> [EXERCISE] Copy every one of the items below back word for word, keeping them in the same order.

> [DATA ENTRIES]
--------------------

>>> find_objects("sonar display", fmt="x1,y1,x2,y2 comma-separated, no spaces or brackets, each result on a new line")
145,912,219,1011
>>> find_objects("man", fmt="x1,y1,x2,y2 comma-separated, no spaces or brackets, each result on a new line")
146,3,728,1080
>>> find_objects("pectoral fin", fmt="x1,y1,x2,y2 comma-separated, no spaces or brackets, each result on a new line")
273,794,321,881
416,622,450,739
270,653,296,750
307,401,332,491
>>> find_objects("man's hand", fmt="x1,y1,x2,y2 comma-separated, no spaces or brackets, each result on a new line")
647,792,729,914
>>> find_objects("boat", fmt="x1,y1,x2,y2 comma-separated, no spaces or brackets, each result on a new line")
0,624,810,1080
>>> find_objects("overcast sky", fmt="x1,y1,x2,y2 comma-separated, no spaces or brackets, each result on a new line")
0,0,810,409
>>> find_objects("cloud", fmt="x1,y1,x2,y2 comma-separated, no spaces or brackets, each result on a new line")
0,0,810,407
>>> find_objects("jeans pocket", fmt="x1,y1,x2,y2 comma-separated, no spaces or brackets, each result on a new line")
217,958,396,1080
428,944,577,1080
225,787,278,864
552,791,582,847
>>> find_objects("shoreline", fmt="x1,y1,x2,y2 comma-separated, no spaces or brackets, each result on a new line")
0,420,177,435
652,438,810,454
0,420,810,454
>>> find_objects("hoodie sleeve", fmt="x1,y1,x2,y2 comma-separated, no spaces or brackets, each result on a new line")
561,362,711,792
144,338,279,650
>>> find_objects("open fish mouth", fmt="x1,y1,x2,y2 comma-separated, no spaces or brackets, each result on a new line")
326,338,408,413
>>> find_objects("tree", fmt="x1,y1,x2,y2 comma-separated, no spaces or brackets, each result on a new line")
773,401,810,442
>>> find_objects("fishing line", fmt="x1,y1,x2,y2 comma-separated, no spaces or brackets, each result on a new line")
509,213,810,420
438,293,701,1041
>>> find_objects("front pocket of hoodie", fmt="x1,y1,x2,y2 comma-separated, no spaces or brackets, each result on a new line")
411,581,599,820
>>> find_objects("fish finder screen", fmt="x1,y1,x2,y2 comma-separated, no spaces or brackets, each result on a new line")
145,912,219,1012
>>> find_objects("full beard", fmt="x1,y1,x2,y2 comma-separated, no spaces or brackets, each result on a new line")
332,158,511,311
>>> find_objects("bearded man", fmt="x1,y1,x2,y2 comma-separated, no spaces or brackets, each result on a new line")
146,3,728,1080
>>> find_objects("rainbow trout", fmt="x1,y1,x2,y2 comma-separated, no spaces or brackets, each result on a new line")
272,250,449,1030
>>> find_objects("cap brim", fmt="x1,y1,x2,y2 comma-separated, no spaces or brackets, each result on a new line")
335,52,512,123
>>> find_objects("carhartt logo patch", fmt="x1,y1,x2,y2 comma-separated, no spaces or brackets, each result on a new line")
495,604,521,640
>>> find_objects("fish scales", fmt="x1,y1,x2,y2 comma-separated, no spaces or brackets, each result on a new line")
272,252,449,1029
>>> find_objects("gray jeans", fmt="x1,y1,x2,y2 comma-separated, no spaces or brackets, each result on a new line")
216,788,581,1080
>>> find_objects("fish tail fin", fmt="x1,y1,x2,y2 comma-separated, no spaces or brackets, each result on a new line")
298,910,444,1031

--------------------

> [ANSWER FOR THE TASK]
>>> find_objects("sonar display", fmt="x1,y1,x2,y2 comma-separated, no spaces or brackets, each result on a new line")
145,912,219,1011
>>> find_objects("man", fmt="x1,y1,x2,y2 comma-separated, no spaces or brackets, each result on a new line")
146,3,728,1080
>>> find_objects("pectoral fin", fmt="x1,y1,x2,y2 comma-separated, no spaces or brackets, each result on a new line")
273,794,321,881
416,622,450,739
270,653,296,750
307,401,332,491
>>> find_objects("man's hand", fmt="x1,y1,x2,y2 comma-separated, no spaces or brackets, each result on a new line")
647,792,729,914
>>> find_objects("boat", fmt="x1,y1,x2,y2 comma-separated, no spaces or brackets, each result on a new line")
0,624,810,1080
>>> find_objects("overcast sky", fmt="x1,y1,x2,y2 comma-separated, no spaces or brackets, each result on a new line")
0,0,810,409
>>> find_objects("cloud", fmt="x1,y1,x2,y2 comma-separated, no spaces or brackets, each result on a new line")
0,0,810,407
>>> find_objects("jeans pocket", fmt="x1,y1,x2,y2 comma-separated, no spaces or brackets, each result on a new line")
217,958,396,1080
428,944,577,1080
225,787,278,864
552,791,582,847
>>> find_objects("shoreline", fmt="x1,y1,x2,y2 comma-separated, no spaces or brackets, each result on a new line")
0,420,177,435
652,438,810,454
0,420,810,454
>>> find_objects("hoodie sleeve", fmt="x1,y1,x2,y2 comma-separated, no spaces or brackets, each result on a new line")
561,362,711,792
144,338,279,650
>>> find_objects("open fish mouth", fmt="x1,y1,x2,y2 comma-separated, no spaces or brackets, each result on a new line")
326,338,408,413
>>> find_objects("tree", fmt="x1,y1,x2,y2 comma-separated, no spaces or brackets, each result on a new line")
773,401,810,442
>>> find_objects("fishing line", fmt="x1,y1,x2,y2 comma-separated, no spaces or brackets, each result on a new line")
509,213,810,420
438,293,701,1041
>>> find_objects("front pocket of hoodie", fmt="x1,y1,x2,y2 comma-separated, no spaces or brackets, each result on a new line")
411,581,599,820
>>> find_objects("fish finder screen", fmt="x1,y1,x2,y2 comma-separated, no spaces or brackets, each result on a new line")
145,912,219,1012
>>> find_objects("full beard", fmt="x1,y1,x2,y2 comma-separated, no spaces or brackets, each result on a new line")
332,158,511,311
>>> find_objects("bearded man", fmt="x1,y1,x2,y2 comma-separated, no spaces or brackets, each result on a new line")
146,3,728,1080
>>> find_objects("rainbow trout", fmt="x1,y1,x2,y2 comma-separated, no spaces or brackets, each result on a new line")
272,250,449,1030
>>> find_objects("cap brim", fmt="x1,y1,x2,y2 comma-separated, no spaces or brackets, each result on a new line")
335,52,512,123
>>> find_objects("carhartt logo patch", fmt="x1,y1,x2,y2 comma-separated, no spaces or brackets, each result on a new line")
495,604,521,640
>>> find_objects("fish scales", fmt="x1,y1,x2,y2 comma-separated, no spaces or brackets, each result on a new line")
272,252,449,1029
>>> find_objects("gray jeans", fmt="x1,y1,x2,y2 comma-separated, no spaces or brackets, each result on a new line")
216,788,581,1080
>>> find_objects("fish tail fin", fmt="x1,y1,x2,y2 comma-separated, no spaces or brackets, each result on a new line")
298,910,444,1031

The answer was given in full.